* AUFTRAG 1 *
Stimmen die Aussagen (a), (b) und (c) mit dem Lesetext unten überein? Antworte bei jeder Aussage mit Ja oder Nein und zitiere wörtlich die Worte des Lesetexts, die den Ausschlag geben.
(a) Für das behindertengerechte Auto macht die Antragstellerin Raten von 446,70 Euro geltend.
(b) Der letzte Schriftsatz der Antragstellerin stammt vom 14. November 2017.
(c) Für die Assistenten fallen Kosten von 7.848,00 Euro an.

* LESETEXT *
■ ■ ■ ■ ■ ■ ■
Auch die angegebenen Raten für das behindertengerechte Auto, die die Antragstellerin in Höhe von 446,70 Euro geltend macht, können nicht berücksichtigt werden, da die Antragstellerin – wiederum trotz Hinweises des Berichterstatters – nicht dargelegt hat, in welcher Höhe es sich hierbei um Zinszahlungen und in welcher Höhe um Tilgungsleistungen handelt. Selbst wenn man den Betrag zu Gunsten des Antragstellerin berücksichtigen würde, verbliebe aber immer noch ein den Bedarf überschießendes Einkommen in Höhe von 204,16 Euro. Dieser Restbetrag ist selbst dann nicht erschöpft, wenn man auf Bedarfsseite noch einen behinderungsbedingten Mehrbedarf von 35 Prozent vom Hundert der maßgebenden Regelbedarfsstufe in Anlehnung an § 30 Abs. 4 SGB XII, also von derzeit 145,60 Euro, berücksichtigen würde.

Vor diesem Hintergrund ist eine "Notlage", von der die Antragstellerin spricht, nicht erkennbar. Ein Fehlbetrag von 2.000,00 Euro, den die Antragstellerin in ihrem letzten Schriftsatz vom 18. Dezember 2017 behauptet, ergibt sich selbst dann nicht, wenn man nur die dort von ihr angegeben Beträge zugrunde legt: Es stehen dann einem Gesamtbedarf vom 10.249,23 Euro (Hausgeld 270,00 Euro, Zinszahlung für Wohnungskredit 1.156,53 Euro, Tilgung für Wohnungskredit 528,00 Euro, Rate für das Auto 446,70 Euro und Kosten für die Assistenten 7.848,00 Euro) Einnahmen von 10.356,66 Euro (Besoldung: 7.547,16 Euro [insoweit Schriftsatz vom 14. November 2017], Zahlungen des K ... 2537,00 Euro, Pflegegeld 272,50 Euro) gegenüber.
■ ■ ■ ■ ■ ■ ■
Einträge aus einer Annotationssammlung:
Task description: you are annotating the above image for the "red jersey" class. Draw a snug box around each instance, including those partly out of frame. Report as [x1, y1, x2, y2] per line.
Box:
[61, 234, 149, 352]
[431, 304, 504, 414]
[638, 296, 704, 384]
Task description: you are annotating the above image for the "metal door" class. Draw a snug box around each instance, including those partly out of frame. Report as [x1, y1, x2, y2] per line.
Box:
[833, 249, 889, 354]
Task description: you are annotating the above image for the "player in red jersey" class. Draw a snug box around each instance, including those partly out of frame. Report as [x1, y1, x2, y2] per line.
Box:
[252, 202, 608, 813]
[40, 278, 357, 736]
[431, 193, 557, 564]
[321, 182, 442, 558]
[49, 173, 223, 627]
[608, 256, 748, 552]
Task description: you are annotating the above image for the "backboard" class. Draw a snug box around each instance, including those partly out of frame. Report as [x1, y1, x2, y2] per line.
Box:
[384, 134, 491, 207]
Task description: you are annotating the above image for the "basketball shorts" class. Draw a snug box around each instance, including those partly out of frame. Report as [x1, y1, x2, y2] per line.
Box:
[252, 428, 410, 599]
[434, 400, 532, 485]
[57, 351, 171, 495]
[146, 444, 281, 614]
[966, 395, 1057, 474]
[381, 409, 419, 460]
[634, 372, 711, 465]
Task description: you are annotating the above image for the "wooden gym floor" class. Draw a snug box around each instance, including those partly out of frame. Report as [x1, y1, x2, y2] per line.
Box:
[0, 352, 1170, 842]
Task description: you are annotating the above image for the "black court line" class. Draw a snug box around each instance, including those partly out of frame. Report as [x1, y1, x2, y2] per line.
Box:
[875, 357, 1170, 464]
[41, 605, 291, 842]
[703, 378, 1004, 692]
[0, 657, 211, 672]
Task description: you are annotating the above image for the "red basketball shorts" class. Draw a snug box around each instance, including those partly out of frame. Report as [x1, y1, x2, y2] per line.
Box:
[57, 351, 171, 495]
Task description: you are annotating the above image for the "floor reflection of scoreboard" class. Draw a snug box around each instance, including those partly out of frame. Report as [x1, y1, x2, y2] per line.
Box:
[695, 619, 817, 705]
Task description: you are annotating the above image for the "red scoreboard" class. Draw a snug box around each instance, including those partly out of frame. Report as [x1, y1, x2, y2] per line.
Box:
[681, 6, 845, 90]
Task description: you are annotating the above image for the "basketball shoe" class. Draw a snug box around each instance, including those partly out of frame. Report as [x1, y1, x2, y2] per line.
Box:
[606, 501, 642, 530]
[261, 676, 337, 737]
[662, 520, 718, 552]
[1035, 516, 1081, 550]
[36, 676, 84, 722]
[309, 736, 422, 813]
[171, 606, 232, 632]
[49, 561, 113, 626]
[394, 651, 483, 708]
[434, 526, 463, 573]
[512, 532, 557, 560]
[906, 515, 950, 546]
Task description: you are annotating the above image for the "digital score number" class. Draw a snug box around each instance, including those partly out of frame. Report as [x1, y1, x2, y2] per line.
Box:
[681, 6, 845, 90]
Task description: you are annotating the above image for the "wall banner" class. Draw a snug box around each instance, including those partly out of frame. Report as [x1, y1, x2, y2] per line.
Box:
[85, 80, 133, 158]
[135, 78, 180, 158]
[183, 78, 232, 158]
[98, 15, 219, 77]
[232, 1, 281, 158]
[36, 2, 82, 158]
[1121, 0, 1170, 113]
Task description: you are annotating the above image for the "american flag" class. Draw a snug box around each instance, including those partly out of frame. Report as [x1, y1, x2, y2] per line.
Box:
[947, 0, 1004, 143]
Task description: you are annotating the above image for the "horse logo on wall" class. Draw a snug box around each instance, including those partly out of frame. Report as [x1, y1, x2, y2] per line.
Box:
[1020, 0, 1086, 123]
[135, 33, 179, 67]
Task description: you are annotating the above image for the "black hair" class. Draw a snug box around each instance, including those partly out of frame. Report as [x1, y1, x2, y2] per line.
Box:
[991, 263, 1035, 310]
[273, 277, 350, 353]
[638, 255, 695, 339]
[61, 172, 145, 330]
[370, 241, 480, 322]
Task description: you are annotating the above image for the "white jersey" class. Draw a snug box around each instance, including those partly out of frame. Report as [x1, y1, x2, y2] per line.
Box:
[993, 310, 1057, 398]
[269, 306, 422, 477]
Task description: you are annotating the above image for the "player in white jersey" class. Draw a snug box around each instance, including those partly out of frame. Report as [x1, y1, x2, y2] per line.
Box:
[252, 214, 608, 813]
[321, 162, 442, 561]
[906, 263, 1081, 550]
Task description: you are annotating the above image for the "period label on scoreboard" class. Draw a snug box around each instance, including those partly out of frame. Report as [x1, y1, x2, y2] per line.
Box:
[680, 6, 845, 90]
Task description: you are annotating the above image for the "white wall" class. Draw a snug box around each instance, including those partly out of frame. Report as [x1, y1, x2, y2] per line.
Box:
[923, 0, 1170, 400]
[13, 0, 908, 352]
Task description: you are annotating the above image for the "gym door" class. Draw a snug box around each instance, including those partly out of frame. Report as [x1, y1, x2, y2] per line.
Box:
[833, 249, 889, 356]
■ ■ ■ ■ ■ ■ ■
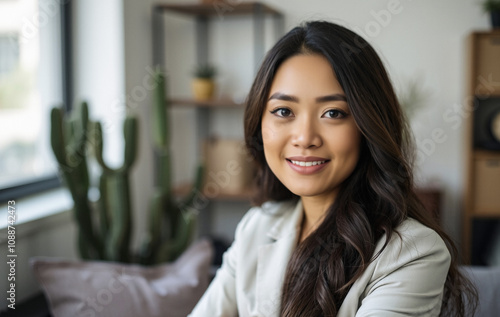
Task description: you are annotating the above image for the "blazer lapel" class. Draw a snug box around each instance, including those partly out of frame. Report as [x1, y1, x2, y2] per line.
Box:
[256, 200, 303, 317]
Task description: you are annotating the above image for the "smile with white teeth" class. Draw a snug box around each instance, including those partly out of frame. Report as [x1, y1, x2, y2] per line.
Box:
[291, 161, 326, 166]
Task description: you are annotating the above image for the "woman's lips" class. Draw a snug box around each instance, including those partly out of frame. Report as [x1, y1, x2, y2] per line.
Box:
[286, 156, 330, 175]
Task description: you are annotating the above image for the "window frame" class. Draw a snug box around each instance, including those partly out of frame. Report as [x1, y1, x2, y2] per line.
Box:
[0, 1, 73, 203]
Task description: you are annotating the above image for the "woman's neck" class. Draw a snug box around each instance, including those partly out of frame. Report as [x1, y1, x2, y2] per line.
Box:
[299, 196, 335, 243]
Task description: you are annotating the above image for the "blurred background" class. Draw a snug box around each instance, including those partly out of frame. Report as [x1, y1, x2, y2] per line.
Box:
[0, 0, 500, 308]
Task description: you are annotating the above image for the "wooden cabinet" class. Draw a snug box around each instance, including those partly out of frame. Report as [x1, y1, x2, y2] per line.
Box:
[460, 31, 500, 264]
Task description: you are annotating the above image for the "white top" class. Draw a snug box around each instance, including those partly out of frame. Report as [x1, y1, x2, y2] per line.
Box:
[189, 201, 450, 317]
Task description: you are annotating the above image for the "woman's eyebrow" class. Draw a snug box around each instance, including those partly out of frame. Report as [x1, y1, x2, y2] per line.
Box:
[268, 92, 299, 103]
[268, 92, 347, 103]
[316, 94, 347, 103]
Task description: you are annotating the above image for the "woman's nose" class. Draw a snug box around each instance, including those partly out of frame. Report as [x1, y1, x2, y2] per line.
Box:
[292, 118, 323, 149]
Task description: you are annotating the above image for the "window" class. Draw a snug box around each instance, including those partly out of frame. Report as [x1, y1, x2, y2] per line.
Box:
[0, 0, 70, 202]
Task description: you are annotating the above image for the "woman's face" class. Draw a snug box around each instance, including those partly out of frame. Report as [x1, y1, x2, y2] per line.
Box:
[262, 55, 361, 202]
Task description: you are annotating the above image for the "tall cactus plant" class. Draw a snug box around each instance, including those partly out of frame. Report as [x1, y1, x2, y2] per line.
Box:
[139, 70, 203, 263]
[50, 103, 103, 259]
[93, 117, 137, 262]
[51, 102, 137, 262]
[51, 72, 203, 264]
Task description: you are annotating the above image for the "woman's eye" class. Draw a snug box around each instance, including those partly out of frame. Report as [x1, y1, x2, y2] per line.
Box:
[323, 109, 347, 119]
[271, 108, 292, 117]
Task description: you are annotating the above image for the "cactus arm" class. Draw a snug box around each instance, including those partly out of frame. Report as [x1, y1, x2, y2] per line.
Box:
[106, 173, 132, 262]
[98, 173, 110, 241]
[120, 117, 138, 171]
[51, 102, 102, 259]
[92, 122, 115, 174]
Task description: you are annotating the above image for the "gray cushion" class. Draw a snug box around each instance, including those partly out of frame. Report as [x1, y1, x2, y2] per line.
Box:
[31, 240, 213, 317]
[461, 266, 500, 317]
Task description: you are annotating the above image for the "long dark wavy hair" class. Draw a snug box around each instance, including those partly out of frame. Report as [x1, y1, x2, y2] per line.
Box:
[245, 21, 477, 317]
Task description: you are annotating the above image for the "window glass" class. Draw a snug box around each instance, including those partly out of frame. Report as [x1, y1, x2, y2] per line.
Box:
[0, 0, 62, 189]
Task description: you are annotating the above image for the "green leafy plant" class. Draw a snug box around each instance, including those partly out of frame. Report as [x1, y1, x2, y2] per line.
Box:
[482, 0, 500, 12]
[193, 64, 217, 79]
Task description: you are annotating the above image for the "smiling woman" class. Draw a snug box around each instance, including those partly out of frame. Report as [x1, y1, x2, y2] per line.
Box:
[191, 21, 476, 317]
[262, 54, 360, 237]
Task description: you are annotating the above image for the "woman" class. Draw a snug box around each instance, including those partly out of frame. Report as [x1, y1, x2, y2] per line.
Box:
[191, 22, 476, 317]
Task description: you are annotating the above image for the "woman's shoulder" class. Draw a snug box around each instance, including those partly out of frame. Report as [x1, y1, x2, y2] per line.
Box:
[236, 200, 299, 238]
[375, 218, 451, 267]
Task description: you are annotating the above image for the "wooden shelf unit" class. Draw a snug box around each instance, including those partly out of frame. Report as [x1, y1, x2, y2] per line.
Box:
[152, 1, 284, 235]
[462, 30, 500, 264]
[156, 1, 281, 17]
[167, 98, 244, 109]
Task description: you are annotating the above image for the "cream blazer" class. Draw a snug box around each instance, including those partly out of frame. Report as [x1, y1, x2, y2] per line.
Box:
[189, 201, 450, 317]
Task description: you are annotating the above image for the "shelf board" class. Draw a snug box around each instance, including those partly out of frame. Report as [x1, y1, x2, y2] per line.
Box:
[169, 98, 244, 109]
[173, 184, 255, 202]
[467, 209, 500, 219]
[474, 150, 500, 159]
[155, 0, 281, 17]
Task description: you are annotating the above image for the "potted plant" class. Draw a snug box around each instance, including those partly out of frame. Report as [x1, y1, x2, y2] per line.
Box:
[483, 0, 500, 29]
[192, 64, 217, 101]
■ ■ ■ ■ ■ ■ ■
* AUFTRAG 2 *
Finde alle Zeilen der Auflistung oben, die die Zeichenfolge "player" enthalten. Gib jede dieser Zeilen vollständig wieder.

* VOLLSTÄNDIGE AUSGABE 1 *
(a) Ja: „Raten für das behindertengerechte Auto, die die Antragstellerin in Höhe von 446,70 Euro geltend macht“
(b) Nein: „in ihrem letzten Schriftsatz vom 18. Dezember 2017“
(c) Ja: „Kosten für die Assistenten 7.848,00 Euro“

* VOLLSTÄNDIGE AUSGABE 2 *
Task description: you are annotating the above image for the "player in red jersey" class. Draw a snug box around each instance, including those partly out of frame. Report as [x1, y1, x2, y2] per line.
Task description: you are annotating the above image for the "player in white jersey" class. Draw a snug box around each instance, including those partly out of frame. Report as [x1, y1, x2, y2] per line.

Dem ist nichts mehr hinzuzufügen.